======== Exercise data ========

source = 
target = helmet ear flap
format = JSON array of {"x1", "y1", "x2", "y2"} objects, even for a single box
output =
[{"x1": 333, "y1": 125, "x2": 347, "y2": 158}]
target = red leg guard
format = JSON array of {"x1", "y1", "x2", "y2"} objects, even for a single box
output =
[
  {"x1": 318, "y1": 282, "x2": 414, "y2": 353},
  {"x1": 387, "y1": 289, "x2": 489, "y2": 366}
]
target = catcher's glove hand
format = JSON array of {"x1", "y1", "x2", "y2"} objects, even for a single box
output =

========
======== Exercise data ========

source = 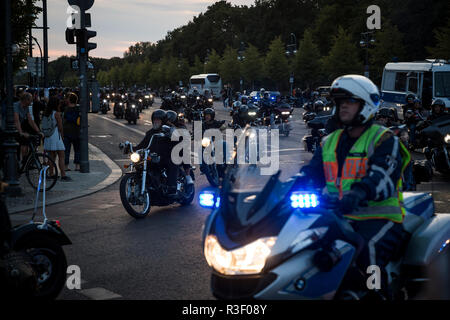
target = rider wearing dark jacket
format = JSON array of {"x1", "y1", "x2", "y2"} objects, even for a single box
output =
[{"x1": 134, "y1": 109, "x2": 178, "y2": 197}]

========

Goal of the exercise –
Identify each line in the items above that contains the string "target", treating uppercase and lowercase as different, and copy those lines.

Task solution –
target = helmet ear flap
target = red leg guard
target = catcher's glove hand
target = rider wearing dark jacket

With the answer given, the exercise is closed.